▶ [The tasks]
1: From the article on the Jheri Curls case, list each thing Reyes did to improve his building, as neighbors described it.
2: Translate this sentence from the article on the Jheri Curls case into Spanish: "He wasn't the superintendent, but he took deep pride in the building, neighbors said, and found no job beneath him."
3: Write the next few paragraphs of the article on the Jheri Curls case, picking up after its last sentence.

▶ [Passage shown]
=======
His mistake: fighting to clear his Washington Heights apartment
building of what police call one of the most vicious drug gangs in city
history.
This week, five reputed members of the gang that killed him -
the Jheri Curls - go to trial on murder and drug charges in State
Supreme Court in Manhattan. Witnesses are expected to tell a tale of
terrifying undercover police work, drug deals gone sour and disloyal
gang underlings gunned-down execution-style, sources say. Evidence of
six murders of gang members and rival drug dealers will be presented.
But the murder at the heart of this case is Reyes', a retired City
Welfare Administration worker who neighbors say fought the battle they
were too frightened to fight - trying to get the Jheri Curls out of
614 W. 157th St. Reyes was shot to death May 23, 1991.
"He was always out to help other people," said Dolores Dominguez, who
has lived in the building longer than any other tenant. "He was scared
by the gang in one way. But he was not scared. He wanted them out, and
he was the only one among us who would take them on."
Reyes had lived in apartment 5C since 1963. In his years at the
once-elegant six-story building, Reyes gold-leafed the ornamental
ceiling, installed mailboxes that lock, planted window boxes with
geraniums and scrubbed the tile floors, Dominguez and others said. He
wasn't the superintendent, but he took deep pride in the building,
neighbors said, and found no job beneath him.
Reyes never married; he lived with a male companion, neighbors
said. He had few relatives in the city, just a sister with whom he was
very close. Neighbors said they were not surprised that much of Reyes'
life, especially after his retirement from the welfare administration,
revolved around the neighborhood and the 44-unit building.
A worker at a nearby donut shop said Reyes was a fixture at the
store, sipping coffee and munching sugar donuts almost every morning.
And despite the dense population of his stretch of Washington Heights,
people blocks away knew him.
"Oh yeah, the old man who wanted the drug dealers gone. He died for
that," said Ramon Rincon, who lives four blocks away.
In 1989, new faces began appearing at Reyes' building, tenants
said. Five vacant apartments were quickly rented, and tenants noticed
gold cars, now said by police to be signatures of the Jheri Curls,
appearing in front of the building at all hours of the day and night.
Many of the new tenants wore another signature, the spiked-hair Jheri
Curl coiffure for which the gang was named.
Eventually, incidents began. The tires of a longtime tenant's car
were blown out without explanation one summer afternoon in 1989. Weeks
later, the front door locks at the building disappeared. And several
months after that, there was a bomb threat in the front hall elevator.
Tenants also noticed packages of they were sure contained drugs
appearing in hallways, on the rear building stoop and on the roof. "It
scared all of us," Dominguez said. "But Jose was determined to do
something."
Early in 1991, the tenants held a meeting. Reyes agreed to call
police. And within weeks, a round-up of drug gang members took place. As
police took notes, Reyes, in front of gang members, identified people he
had seen dispensing drugs. Sources close to the case say it was after
that that Reyes began to work more closely with police.
Life at 614 W. 157th St. got worse. A man believed to be a
disgruntled gang member was shot to death in the lobby. The front door
locks, replaced every few weeks, were removed again and again. "It was
like open house here," Dominguez recalled. "The gang was the doorman of
the building."
=======
▶ [Supplied data]
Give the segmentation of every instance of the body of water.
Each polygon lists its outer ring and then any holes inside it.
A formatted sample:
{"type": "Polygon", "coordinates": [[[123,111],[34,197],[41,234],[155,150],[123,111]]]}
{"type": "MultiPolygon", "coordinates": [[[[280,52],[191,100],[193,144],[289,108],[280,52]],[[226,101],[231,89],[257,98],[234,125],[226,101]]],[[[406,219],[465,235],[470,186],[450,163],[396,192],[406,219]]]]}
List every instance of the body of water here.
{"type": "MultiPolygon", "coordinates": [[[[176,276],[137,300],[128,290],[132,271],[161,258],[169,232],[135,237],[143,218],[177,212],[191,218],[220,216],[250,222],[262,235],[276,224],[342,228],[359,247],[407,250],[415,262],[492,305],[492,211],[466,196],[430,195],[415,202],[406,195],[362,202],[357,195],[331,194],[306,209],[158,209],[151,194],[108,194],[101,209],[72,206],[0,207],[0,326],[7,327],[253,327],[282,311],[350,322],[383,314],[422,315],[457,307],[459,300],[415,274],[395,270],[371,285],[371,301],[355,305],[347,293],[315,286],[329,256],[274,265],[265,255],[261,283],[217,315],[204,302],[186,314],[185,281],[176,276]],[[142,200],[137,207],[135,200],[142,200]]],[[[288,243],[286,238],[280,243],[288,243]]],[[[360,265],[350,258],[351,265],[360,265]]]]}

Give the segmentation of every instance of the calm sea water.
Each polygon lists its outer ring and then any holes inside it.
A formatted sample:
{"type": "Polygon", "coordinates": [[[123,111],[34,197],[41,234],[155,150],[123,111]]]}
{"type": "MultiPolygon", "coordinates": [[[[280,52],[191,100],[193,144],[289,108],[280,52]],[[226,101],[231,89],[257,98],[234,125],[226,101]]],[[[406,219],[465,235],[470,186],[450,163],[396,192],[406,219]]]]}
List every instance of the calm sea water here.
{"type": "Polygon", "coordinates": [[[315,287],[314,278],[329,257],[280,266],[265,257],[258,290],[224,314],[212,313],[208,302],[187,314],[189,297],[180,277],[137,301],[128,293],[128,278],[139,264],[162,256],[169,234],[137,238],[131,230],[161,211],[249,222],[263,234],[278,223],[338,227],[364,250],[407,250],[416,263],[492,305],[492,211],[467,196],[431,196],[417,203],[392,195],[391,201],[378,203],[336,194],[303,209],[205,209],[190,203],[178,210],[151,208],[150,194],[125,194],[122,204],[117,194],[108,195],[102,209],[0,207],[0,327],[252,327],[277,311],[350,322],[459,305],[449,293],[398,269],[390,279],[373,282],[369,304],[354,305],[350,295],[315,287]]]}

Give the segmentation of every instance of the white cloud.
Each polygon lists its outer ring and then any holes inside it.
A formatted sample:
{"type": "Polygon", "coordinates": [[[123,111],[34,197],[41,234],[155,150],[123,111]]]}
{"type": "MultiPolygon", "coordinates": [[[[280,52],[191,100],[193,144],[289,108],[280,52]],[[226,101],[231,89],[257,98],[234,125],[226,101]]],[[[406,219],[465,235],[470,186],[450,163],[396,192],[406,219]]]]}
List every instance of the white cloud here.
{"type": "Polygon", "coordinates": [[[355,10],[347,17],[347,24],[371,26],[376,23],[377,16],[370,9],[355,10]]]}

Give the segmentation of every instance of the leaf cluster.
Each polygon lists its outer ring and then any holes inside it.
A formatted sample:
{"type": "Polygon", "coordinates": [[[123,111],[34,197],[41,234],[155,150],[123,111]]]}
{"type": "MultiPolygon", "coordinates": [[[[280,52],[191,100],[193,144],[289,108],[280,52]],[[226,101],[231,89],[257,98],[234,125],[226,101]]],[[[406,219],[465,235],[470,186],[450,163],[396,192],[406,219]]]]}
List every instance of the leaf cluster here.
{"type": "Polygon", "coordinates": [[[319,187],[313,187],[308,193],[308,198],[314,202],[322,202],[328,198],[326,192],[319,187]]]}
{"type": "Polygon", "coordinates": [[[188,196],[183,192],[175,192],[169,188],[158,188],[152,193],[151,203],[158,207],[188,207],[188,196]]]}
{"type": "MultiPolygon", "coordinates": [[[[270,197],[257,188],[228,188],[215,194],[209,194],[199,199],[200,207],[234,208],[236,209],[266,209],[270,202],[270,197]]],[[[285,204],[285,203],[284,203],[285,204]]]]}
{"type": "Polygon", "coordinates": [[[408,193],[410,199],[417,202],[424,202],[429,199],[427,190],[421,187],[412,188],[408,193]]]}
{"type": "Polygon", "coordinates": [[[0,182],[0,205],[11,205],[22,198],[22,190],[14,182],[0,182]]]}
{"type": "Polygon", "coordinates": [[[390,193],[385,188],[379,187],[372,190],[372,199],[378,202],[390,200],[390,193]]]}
=======
▶ [Written answers]
1:
- Gold-leafed the ornamental ceiling
- Installed mailboxes that lock
- Planted window boxes with geraniums
- Scrubbed the tile floors

2: No era el superintendente, pero se enorgullecía profundamente del edificio, dijeron los vecinos, y no consideraba ningún trabajo indigno de él.

3:
Notes began appearing, threatening tenants with death, Dominguez
said. Most moved out, but not Reyes. Some tenants stopped using their
phones, fearing they were tapped, Dominguez said. And even now, with the
gang cleared from the building and in jail awaiting trial, many tenants
won't discuss it. "I was concerned because you never know what's going
to happen," said Pauline Brown, another tenant. "But they were always
polite to me."
One May afternoon, as he counted his money outside the Apple Savings
Bank between 158th and 159th Streets on Broadway, Reyes was shot once in
the head from behind. The death threat had appeared on his doorstep a
few days before. He was shot in broad daylight for all within sight on
Broadway to see and hear.
"They were sending a message with Mr. Reyes," Dominguez said. "Stay
away or this is what will happen."
Reyes wasn't the only bystander to be brutalized by the gang,
according to prosecutor Fernando Camacho. A pregnant woman suspected of
complaining to police was beaten into unconsciousness near the building,
Camacho told State Supreme Court Justice Leslie Snyder last week.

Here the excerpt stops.